Victoria Bridge was opened on 20 June 1839, the anniversary of Queen Victoria's accession to the throne. The event drew large crowds, who watched as a procession of soldiers twice crossed the bridge, accompanied by regimental bands playing "God Save the Queen". Men working at the forges in the nearby Victoria Arches used anvils and gunpowder to mimic artillery fire. Flags were placed on the surrounding buildings, while a Union Flag was raised atop Manchester Cathedral. Food and drink was provided for local dignitaries. The bridge was opened to the general public shortly after midday. Queen Victoria crossed the bridge, which was partially covered by a temporary triumphal arch, on her visit to Manchester in October 1851.

The Manchester Guardian declared the new bridge "an ornament to the towns which it unites", and a "highly creditable public work to the parties to whom the management of its erection has been entrusted, and to the present advanced state of pontal architecture."

*EXERCISE SET*:
A. Answer these questions from the Victoria Bridge passage:
(i) On what date was the bridge opened?
(ii) What was raised atop Manchester Cathedral?
(iii) What did the Manchester Guardian call the bridge in relation to the towns it unites?
B. Carry on the Victoria Bridge passage, starting after its last sentence.
The data has nothing to do with the Victoria Bridge passage.

*RECORDED DATA*:
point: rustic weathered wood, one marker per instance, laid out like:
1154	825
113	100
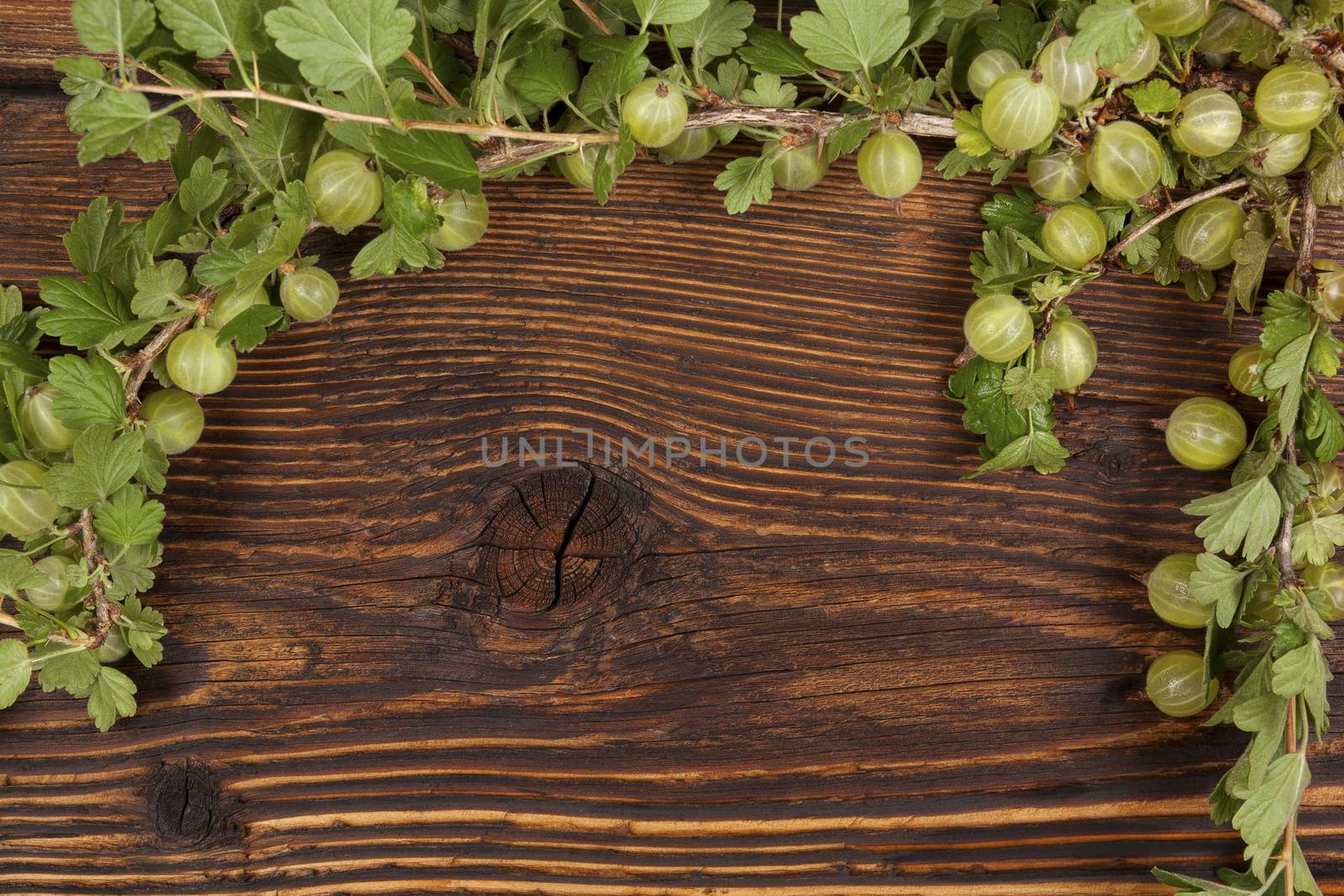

*RESULTS OF THE EXERCISE*:
A.
(i) 20 June 1839
(ii) A Union Flag
(iii) "an ornament to the towns which it unites"

B.
===Modern day===
The road which crosses the bridge, Victoria Bridge Street, admitted traffic in one direction only until 2012. As a consequence of the pedestrianisation of nearby Victoria Street, it was made a two-way street.

==Design==
The bridge is constructed from sandstone ashlar, some of which may have been quarried in nearby Bury. It crosses the Irwell in a single, semi-elliptical arch with a span of about 100 feet. This is lined with rusticated voussoirs and topped with a straight roll-moulded string course. Two large queen's orbs rest on Grecian scrolls, which themselves sit on two of the bridge's parapets. Four ornate iron gas lamps were included in the bridge's design, forged by Henry Longden of Sheffield, although thieves removed their lead supply pipes, and so the bridge was unlit on the day it opened. It was declared a grade II listed building on 20 June 1988.

The bridge's two keystones are inscribed with the names of Charles Carrington and John Gannon, bridgemaster and contractor respectively, while an inscription on the bridge's northern battlement reads:

This bridge was built at the expense of the inhabitants of the hundred of Salford, upon the site of the Salford Old Bridge of three Gothic arches, erected in the year of our Lord 1365. The first stone was laid in the first year of the reign of Queen Victoria, and the bridge was opened in the third year of Her reign, and in the year of our Lord 1839, and was by Her Majesty's permission called Victoria Bridge.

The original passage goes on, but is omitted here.